**DATA SHOWN**
--*--

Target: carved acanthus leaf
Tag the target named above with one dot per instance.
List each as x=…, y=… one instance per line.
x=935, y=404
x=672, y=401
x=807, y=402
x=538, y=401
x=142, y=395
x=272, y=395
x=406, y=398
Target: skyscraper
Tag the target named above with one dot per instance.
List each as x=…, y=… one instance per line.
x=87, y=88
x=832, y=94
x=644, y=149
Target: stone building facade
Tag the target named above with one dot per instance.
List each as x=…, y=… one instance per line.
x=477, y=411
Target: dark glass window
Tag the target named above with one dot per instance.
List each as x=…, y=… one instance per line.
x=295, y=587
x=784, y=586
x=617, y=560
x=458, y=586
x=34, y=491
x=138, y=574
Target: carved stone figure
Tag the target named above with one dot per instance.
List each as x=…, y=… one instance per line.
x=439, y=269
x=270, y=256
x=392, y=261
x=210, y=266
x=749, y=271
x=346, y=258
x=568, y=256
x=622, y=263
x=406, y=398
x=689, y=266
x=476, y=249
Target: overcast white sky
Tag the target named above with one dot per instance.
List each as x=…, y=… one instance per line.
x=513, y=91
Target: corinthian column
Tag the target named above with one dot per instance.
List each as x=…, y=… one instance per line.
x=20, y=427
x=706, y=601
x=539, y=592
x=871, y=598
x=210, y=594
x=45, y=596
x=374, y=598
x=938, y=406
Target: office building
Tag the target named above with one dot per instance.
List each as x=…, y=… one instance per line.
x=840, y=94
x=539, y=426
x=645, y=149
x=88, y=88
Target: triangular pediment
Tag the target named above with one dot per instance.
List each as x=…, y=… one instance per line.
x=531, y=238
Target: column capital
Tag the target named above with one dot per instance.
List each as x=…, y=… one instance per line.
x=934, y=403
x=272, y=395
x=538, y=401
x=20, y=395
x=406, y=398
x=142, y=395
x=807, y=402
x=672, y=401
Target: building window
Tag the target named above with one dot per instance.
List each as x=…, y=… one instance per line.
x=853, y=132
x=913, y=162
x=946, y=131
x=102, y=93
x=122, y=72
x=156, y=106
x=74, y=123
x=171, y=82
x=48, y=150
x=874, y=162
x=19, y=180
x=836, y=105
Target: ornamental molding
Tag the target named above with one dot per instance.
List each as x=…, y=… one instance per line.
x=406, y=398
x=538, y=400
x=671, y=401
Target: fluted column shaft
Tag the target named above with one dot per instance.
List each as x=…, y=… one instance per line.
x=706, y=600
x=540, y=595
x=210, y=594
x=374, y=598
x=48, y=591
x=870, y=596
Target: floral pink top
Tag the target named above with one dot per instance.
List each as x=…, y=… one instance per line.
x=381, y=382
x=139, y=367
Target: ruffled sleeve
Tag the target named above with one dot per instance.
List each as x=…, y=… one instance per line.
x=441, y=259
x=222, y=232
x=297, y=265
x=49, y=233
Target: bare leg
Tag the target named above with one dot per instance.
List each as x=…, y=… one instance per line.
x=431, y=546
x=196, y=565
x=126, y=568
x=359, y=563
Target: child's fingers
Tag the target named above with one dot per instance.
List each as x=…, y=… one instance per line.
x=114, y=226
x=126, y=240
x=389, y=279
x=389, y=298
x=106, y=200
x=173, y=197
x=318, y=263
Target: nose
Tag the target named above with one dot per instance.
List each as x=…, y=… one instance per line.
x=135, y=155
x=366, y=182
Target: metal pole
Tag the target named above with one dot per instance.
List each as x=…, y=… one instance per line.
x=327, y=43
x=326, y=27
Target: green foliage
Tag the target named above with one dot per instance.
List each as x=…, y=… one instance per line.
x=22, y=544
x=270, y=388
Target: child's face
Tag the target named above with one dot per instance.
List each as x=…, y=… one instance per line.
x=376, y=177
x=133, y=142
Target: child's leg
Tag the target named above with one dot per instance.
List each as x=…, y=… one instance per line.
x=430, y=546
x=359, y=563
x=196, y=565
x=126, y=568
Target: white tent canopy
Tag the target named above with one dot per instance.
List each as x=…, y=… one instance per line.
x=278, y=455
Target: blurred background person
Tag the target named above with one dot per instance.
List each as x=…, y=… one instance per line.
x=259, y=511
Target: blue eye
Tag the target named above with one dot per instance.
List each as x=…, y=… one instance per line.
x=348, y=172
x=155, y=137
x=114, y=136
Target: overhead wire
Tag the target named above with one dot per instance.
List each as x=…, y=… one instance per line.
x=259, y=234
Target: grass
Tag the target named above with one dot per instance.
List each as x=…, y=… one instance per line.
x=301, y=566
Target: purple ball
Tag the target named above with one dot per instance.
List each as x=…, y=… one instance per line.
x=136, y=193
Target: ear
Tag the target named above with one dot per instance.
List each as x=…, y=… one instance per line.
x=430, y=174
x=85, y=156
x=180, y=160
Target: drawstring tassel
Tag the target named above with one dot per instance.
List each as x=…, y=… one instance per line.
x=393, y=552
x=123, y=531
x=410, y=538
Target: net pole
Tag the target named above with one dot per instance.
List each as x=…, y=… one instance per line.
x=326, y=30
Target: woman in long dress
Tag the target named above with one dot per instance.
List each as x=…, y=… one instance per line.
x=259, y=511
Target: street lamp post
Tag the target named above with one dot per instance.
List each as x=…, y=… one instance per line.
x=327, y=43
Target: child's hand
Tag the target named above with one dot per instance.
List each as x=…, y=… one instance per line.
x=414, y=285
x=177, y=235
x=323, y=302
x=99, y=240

--*--

Set down the whole listing above once more, reproducing every line without any change.

Target: carved acanthus leaf
Tag the target named above with one dot per instance.
List each as x=…, y=… one instance per line.
x=935, y=404
x=672, y=401
x=807, y=402
x=538, y=401
x=142, y=395
x=272, y=395
x=406, y=398
Target: skyscraper
Tag the target named above with one dot per instance.
List each as x=…, y=… one instance per line.
x=87, y=88
x=832, y=94
x=644, y=149
Target: stone building facade
Tag the target named above with one dot per instance.
List each as x=…, y=… one instance per line.
x=477, y=411
Target: dark glass window
Tag the target named above with one dot per instance.
List each as x=…, y=… one instance per line.
x=295, y=587
x=784, y=586
x=617, y=560
x=458, y=586
x=34, y=491
x=138, y=574
Target: carved stone figure
Tag the target named above with one dot per instance.
List each as x=…, y=… one instance per line.
x=439, y=269
x=270, y=256
x=392, y=261
x=210, y=266
x=749, y=271
x=346, y=258
x=568, y=256
x=622, y=263
x=406, y=398
x=689, y=266
x=476, y=249
Target: overcast white sky
Tag the target named above with one dot per instance.
List each as x=…, y=… one instance per line.
x=513, y=91
Target: corinthian column
Tag the target named above with one dot per instance.
List each as x=…, y=… one instance per line.
x=20, y=427
x=706, y=601
x=539, y=592
x=871, y=598
x=210, y=594
x=45, y=596
x=374, y=598
x=938, y=406
Target: office building
Tag the target named above with one dot per instance.
List each as x=…, y=… one instance per line.
x=840, y=94
x=539, y=426
x=645, y=149
x=88, y=88
Target: triangular pediment
Tag the target named above with one dot per instance.
List each as x=…, y=… one instance per line.
x=531, y=238
Target: column capital
Tag the target named above with one dot per instance.
List each as x=…, y=… one instance per line.
x=934, y=403
x=272, y=395
x=538, y=401
x=20, y=395
x=406, y=398
x=142, y=395
x=807, y=402
x=672, y=401
Target: building window
Tag the target named above with one dot per instance.
List each as x=…, y=… one instance per line.
x=853, y=132
x=913, y=162
x=946, y=131
x=102, y=93
x=122, y=72
x=156, y=106
x=74, y=123
x=171, y=82
x=48, y=150
x=874, y=162
x=19, y=180
x=836, y=105
Target: ornamental molding
Tag the target named above with one dot per instance.
List each as x=…, y=… one instance per line.
x=406, y=398
x=538, y=400
x=671, y=401
Target: fluted column shaft
Tag the target named above with one dot per instance.
List each as x=…, y=… one instance per line.
x=706, y=600
x=540, y=595
x=210, y=594
x=374, y=598
x=48, y=591
x=870, y=596
Target: floral pink top
Tag the target named above with one dot per instance.
List each as x=…, y=… one instance per line.
x=381, y=382
x=139, y=367
Target: ruffled sleeve
Tag the target named above with one dot per instance.
List each as x=…, y=… one instance per line.
x=441, y=259
x=222, y=232
x=297, y=265
x=49, y=233
Target: bare leg
Tag the target named above with one dot per instance.
List each as x=…, y=… one instance per line.
x=431, y=546
x=196, y=565
x=126, y=568
x=359, y=563
Target: child's fingers
Tag the target named above with one dot per instance.
List each as x=…, y=… one instance per line.
x=114, y=226
x=126, y=240
x=389, y=279
x=389, y=298
x=106, y=200
x=173, y=197
x=318, y=263
Target: nose
Tag the target named above with one dot per instance.
List each as x=…, y=… one instance per line.
x=135, y=155
x=366, y=182
Target: metal pole
Tag the target named above with one dot per instance.
List each as x=…, y=… one instance per line.
x=327, y=43
x=326, y=27
Target: green foliage
Tag the target named above with one dot per instance.
List each as x=…, y=… one instance per line.
x=22, y=544
x=270, y=388
Target: child's face
Tag the target named above with one dot per instance.
List each as x=…, y=… one instance per line.
x=376, y=177
x=133, y=142
Target: child's leg
Tag the target named above with one dot per instance.
List each as x=…, y=… one instance per line.
x=430, y=546
x=359, y=563
x=196, y=565
x=126, y=568
Target: white tent canopy
Tag the target named above with one dot per instance.
List each as x=…, y=… one instance per line.
x=278, y=455
Target: blurred background person
Tag the target named above with one dot per instance.
List each as x=…, y=… one instance per line.
x=259, y=511
Target: blue eye
Tag the target named above with one dot per instance.
List each as x=…, y=… one instance per line.
x=348, y=172
x=155, y=137
x=114, y=136
Target: overhead wire
Tag the target named above with one dot per instance.
List each as x=…, y=… one instance per line.
x=259, y=234
Target: grass
Tag the target named above with one dot per instance.
List each as x=…, y=… one instance per line.
x=301, y=566
Target: purple ball
Tag the target named above with one dot per instance.
List each as x=…, y=… one instance per line.
x=136, y=193
Target: ear
Tag the target named above with one dot per instance.
List each as x=…, y=… one instance per line.
x=430, y=174
x=85, y=156
x=180, y=160
Target: drawstring tassel
Tag the target named above with one dot per instance.
List each as x=…, y=… one instance per line.
x=393, y=552
x=123, y=531
x=410, y=538
Target: net pole
Tag the target named above with one dot per instance.
List each as x=…, y=… one instance per line.
x=326, y=30
Target: woman in long dress
Tag the target named above with one dot per instance.
List each as x=…, y=… one instance per line.
x=259, y=511
Target: street lamp post
Tag the target named above with one dot per instance.
List each as x=…, y=… one instance per line.
x=327, y=43
Target: child's hand
Tag the target named above with one dot per instance.
List each as x=…, y=… one instance per line.
x=414, y=285
x=177, y=235
x=323, y=302
x=99, y=240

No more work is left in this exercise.